## SELECTED EXCERPT
**********

If you announce that something is elegant or classy, it probably isn’t.

Seth Godin

Another day, and more announcements by legal tech vendors of some fancy new Gen AI tools that will save the profession, if not the world. It’s a dizzying array of claims and promises. I received four email Gen AI announcements from legal tech vendors just today.

And for most of us, there is no way to really evaluate whether the tools will do what the vendors claim. Or whether the claims are basically being offered to show the vendor is keeping up with other vendors. It’s a full-blown hype cycle.

Of course, for those of us in the media, it’s hard to validate the claims being made. With consumer products–like say smartwatchs–we can play with the products and put them through the paces to see if they will do what the seller claims.

But with legal tech tools, lawyers and legal professionals have to use them in a legal setting to know if they will do what the vendor says. They have to be applied to actual legal problems to know whether they really work. And most lawyers and legal professionals aren’t likely to take the time to provide the kind of review that might enlighten others.

**********

## TASK TO CARRY OUT
Continue the piece on legal tech vendors' Gen AI claims, picking up right after its last sentence.

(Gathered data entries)

**********

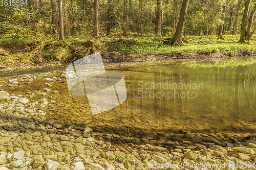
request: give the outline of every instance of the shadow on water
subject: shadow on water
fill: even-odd
[[[50,88],[60,93],[45,96],[55,101],[46,116],[47,120],[58,117],[65,128],[73,124],[87,126],[95,133],[134,140],[171,140],[175,134],[188,131],[200,136],[218,132],[226,136],[254,133],[255,66],[253,63],[194,68],[181,64],[145,64],[112,68],[123,74],[127,99],[113,109],[94,115],[86,95],[71,95],[66,81],[56,81]],[[26,88],[33,90],[36,86],[37,90],[42,90],[45,84],[44,79],[37,80]],[[24,88],[8,91],[22,92]],[[223,136],[216,137],[224,140]]]

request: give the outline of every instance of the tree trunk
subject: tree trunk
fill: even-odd
[[[238,5],[237,6],[237,9],[236,10],[236,15],[234,16],[234,22],[233,25],[233,31],[232,31],[232,34],[234,35],[236,33],[236,30],[237,28],[237,24],[238,23],[238,10],[240,8],[241,4],[242,3],[242,0],[240,0],[238,2]]]
[[[161,23],[162,22],[162,0],[157,0],[157,6],[156,11],[156,28],[155,29],[155,34],[156,35],[161,36]]]
[[[189,0],[183,0],[182,6],[180,10],[180,18],[178,23],[176,32],[172,40],[171,44],[173,46],[183,46],[183,43],[181,39],[182,33],[183,33],[184,26],[187,14],[187,7],[188,6]]]
[[[219,27],[219,32],[218,33],[218,36],[219,38],[222,39],[224,39],[223,36],[223,25],[225,19],[225,13],[226,11],[226,6],[224,5],[222,6],[222,11],[221,12],[221,20],[222,20],[222,23]]]
[[[62,11],[62,0],[58,0],[59,5],[59,33],[60,40],[63,41],[65,40],[64,37],[64,26],[63,26],[63,11]]]
[[[142,0],[139,0],[140,2],[139,8],[140,9],[141,15],[142,14]]]
[[[56,7],[56,0],[51,0],[52,11],[52,24],[53,24],[53,33],[55,35],[58,36],[59,28],[58,26],[58,19],[57,18],[57,8]]]
[[[254,5],[253,10],[251,11],[248,22],[247,30],[246,31],[246,37],[249,37],[251,33],[251,27],[252,26],[252,22],[253,22],[253,17],[256,12],[256,5]]]
[[[107,30],[109,35],[111,35],[111,28],[112,27],[112,0],[108,0],[108,18],[109,24]]]
[[[127,15],[126,15],[126,0],[123,0],[123,35],[125,37],[127,36],[127,29],[126,29],[126,21],[127,21]]]
[[[231,24],[232,22],[232,17],[233,17],[233,9],[231,9],[231,11],[230,11],[229,21],[228,22],[228,26],[227,27],[227,30],[228,33],[229,32],[229,30],[230,30]]]
[[[245,3],[245,8],[244,9],[244,14],[243,15],[243,19],[242,20],[242,25],[241,28],[241,36],[239,42],[243,43],[246,33],[246,21],[247,20],[248,14],[250,9],[250,5],[251,4],[251,0],[247,0]]]
[[[177,8],[177,0],[174,0],[174,9],[173,11],[173,34],[174,34],[174,32],[176,30],[176,8]]]
[[[99,36],[99,0],[94,0],[93,4],[93,35],[94,37]]]

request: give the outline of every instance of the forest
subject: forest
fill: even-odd
[[[1,5],[2,61],[69,62],[98,52],[255,55],[251,0],[2,0]]]

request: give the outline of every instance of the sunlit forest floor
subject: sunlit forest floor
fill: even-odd
[[[13,66],[19,64],[42,65],[45,63],[67,64],[97,52],[100,53],[105,62],[140,61],[140,58],[148,56],[180,59],[189,58],[191,56],[195,58],[212,57],[214,55],[214,57],[255,55],[255,36],[249,44],[242,44],[238,42],[239,36],[225,35],[224,37],[223,40],[218,39],[216,35],[186,36],[183,41],[186,43],[182,47],[168,44],[169,37],[152,36],[104,37],[97,39],[76,36],[70,37],[64,42],[52,38],[33,42],[30,39],[2,39],[0,66],[2,64],[2,68],[5,68],[11,60]],[[170,58],[168,56],[171,56]]]

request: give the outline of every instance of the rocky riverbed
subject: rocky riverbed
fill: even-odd
[[[238,145],[229,139],[230,132],[190,132],[182,125],[170,132],[150,131],[135,116],[128,124],[120,119],[124,128],[99,123],[99,116],[88,113],[85,118],[72,115],[68,123],[68,116],[51,113],[61,110],[54,96],[61,91],[54,83],[65,81],[65,72],[0,79],[0,170],[256,169],[254,139]],[[67,112],[72,102],[62,106]]]

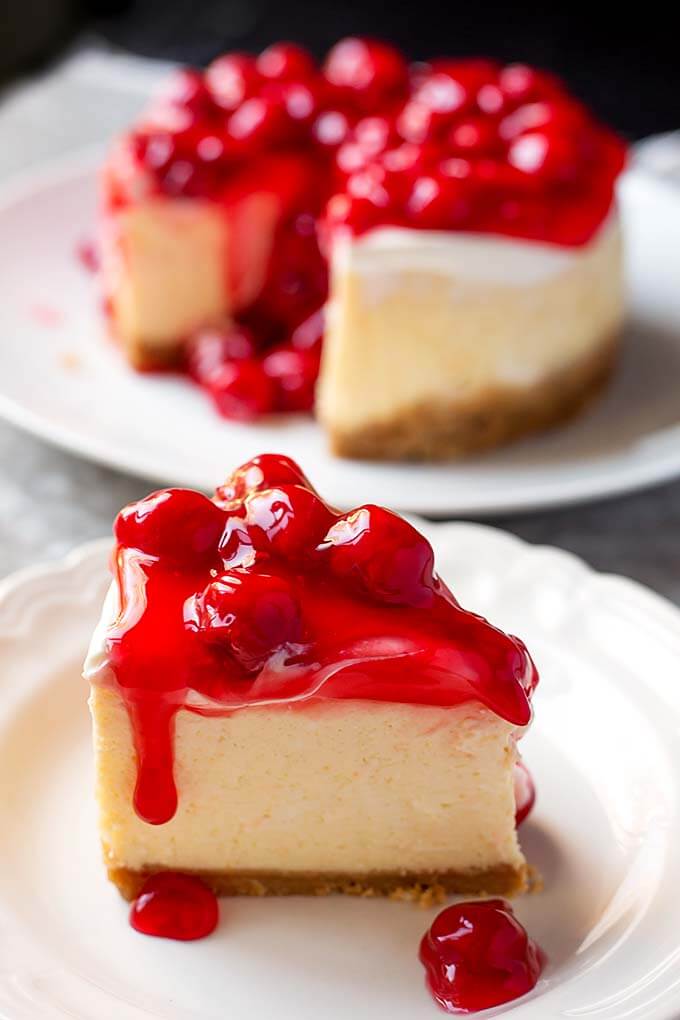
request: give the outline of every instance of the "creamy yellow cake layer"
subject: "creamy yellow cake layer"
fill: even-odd
[[[215,202],[158,197],[105,216],[104,289],[134,364],[171,364],[192,332],[255,299],[277,216],[266,194],[234,203],[228,215]]]
[[[226,231],[207,202],[147,201],[110,216],[102,269],[130,359],[170,362],[187,336],[228,312]]]
[[[467,418],[508,400],[514,414],[524,394],[580,366],[585,388],[624,312],[615,214],[576,249],[376,230],[337,241],[331,282],[317,407],[341,445],[372,429],[388,439],[400,419],[417,431],[432,408],[454,431],[457,408]]]
[[[133,807],[119,696],[93,686],[100,832],[110,869],[516,872],[513,727],[470,703],[336,701],[178,713],[176,815]]]

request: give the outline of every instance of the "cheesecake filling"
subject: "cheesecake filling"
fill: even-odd
[[[530,721],[524,645],[462,609],[405,520],[373,506],[339,514],[287,458],[255,458],[214,500],[156,493],[121,512],[115,534],[86,677],[125,708],[145,823],[177,812],[178,715],[474,706],[502,722],[504,754]]]
[[[484,415],[615,345],[625,310],[618,215],[578,249],[393,228],[346,235],[331,290],[317,396],[331,431],[389,425],[426,405],[454,421],[457,408]]]

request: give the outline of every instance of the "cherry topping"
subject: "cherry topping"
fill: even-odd
[[[421,228],[434,228],[438,223],[460,226],[470,213],[470,191],[460,177],[446,172],[418,177],[408,210]]]
[[[283,141],[289,124],[285,105],[273,97],[247,99],[229,117],[227,132],[246,153]]]
[[[247,672],[302,640],[300,606],[283,577],[230,570],[208,584],[197,608],[202,635],[226,647]]]
[[[255,95],[260,74],[255,59],[248,53],[227,53],[210,64],[206,71],[206,84],[218,106],[224,110],[236,110]]]
[[[449,136],[452,153],[461,156],[491,156],[501,149],[495,124],[484,117],[461,120]]]
[[[408,67],[394,46],[372,39],[343,39],[328,53],[323,72],[336,89],[364,108],[375,108],[402,93]]]
[[[219,487],[215,499],[230,504],[244,500],[250,493],[278,486],[302,486],[314,492],[311,481],[294,460],[280,453],[263,453],[237,468]]]
[[[350,121],[339,110],[321,113],[312,129],[314,140],[328,149],[335,149],[350,135]]]
[[[516,103],[543,99],[560,90],[553,74],[528,67],[526,64],[509,64],[501,70],[499,84],[503,93]]]
[[[247,520],[251,533],[253,528],[264,533],[268,550],[295,561],[313,554],[335,516],[315,492],[287,484],[252,493],[247,499]]]
[[[276,410],[309,411],[314,406],[319,374],[316,351],[280,347],[266,356],[262,367],[274,384]]]
[[[257,69],[263,78],[275,81],[302,81],[314,73],[314,61],[296,43],[274,43],[257,58]]]
[[[214,559],[224,524],[223,512],[207,496],[190,489],[161,489],[124,507],[113,533],[118,545],[181,568]]]
[[[531,991],[544,957],[510,904],[486,900],[441,911],[420,944],[420,962],[442,1009],[475,1013]]]
[[[223,365],[254,358],[256,353],[255,337],[248,326],[205,327],[188,342],[187,367],[197,382],[207,382]]]
[[[253,421],[274,410],[273,382],[253,358],[224,364],[210,375],[207,389],[224,418]]]
[[[191,941],[217,927],[215,894],[194,875],[162,871],[147,878],[133,903],[129,923],[143,935]]]
[[[432,547],[412,524],[382,507],[360,507],[339,517],[319,551],[335,576],[380,602],[425,608],[434,600]]]
[[[530,132],[510,146],[508,161],[523,173],[547,181],[570,181],[578,174],[578,152],[560,131]]]
[[[291,346],[298,351],[320,351],[324,328],[325,312],[319,308],[293,330]]]
[[[205,74],[179,71],[117,152],[110,208],[161,193],[210,200],[228,217],[225,287],[252,336],[193,337],[186,367],[237,420],[313,406],[320,329],[311,343],[296,329],[326,300],[336,230],[582,245],[625,159],[550,74],[482,59],[409,67],[387,43],[358,38],[321,69],[282,42],[257,58],[226,54]]]
[[[379,507],[339,515],[287,457],[248,461],[214,502],[154,494],[120,513],[115,534],[123,611],[108,661],[134,732],[135,810],[149,824],[171,819],[181,797],[173,723],[197,707],[193,694],[215,712],[322,697],[478,701],[518,726],[531,718],[537,674],[524,646],[458,606],[426,540]]]

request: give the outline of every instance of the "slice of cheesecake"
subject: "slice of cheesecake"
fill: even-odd
[[[609,379],[618,217],[573,249],[384,227],[337,239],[317,414],[346,457],[436,459],[553,425]]]
[[[85,667],[100,832],[133,897],[162,870],[223,895],[510,895],[522,643],[463,610],[426,540],[339,514],[283,457],[213,500],[115,524]]]
[[[494,446],[569,417],[611,373],[624,160],[524,65],[409,65],[359,39],[321,67],[285,43],[226,54],[179,72],[108,160],[114,333],[138,366],[189,360],[225,416],[310,410],[318,374],[341,455]],[[305,323],[327,296],[322,350]]]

**********

## ANSWER SPACE
So, it’s an area that’s ripe for manipulation and exaggeration. But even with consumer-oriented products, the Gen AI arms race yields claims and demonstrations by well-known vendors that aren’t quite what they seem.

Last week, for example, Google announced the release of Gemini. Gemini is touted as an advanced Gen AI platform that can produce written, pictorial, and audio content. It’s claimed to have an easy to use interface. Google even released an entertaining demonstrative video to the public and media designed to trumpet the product. 

The video is roughly six minutes long and demonstrates what appeared to be a fantastic product. It demonstrated spoken conversations between a user and the platform. It also purports to show Gemini’s ability to recognize pictures and physical objects. For example, it showed Gemini’s ability to recognize a drawing of a duck while the user was drawing it. It then recognized a rubber duck that the user showed it. All the while, the user was talking to Gemini, and Gemini appeared to be responding in real-time.

The video also showed Gemini recognizing that a user wanted to play the game rock, paper scissors with Gemini as the two of them talked out loud to each other. Gemini says, “I know what you are doing, you want to play rock paper scissors.”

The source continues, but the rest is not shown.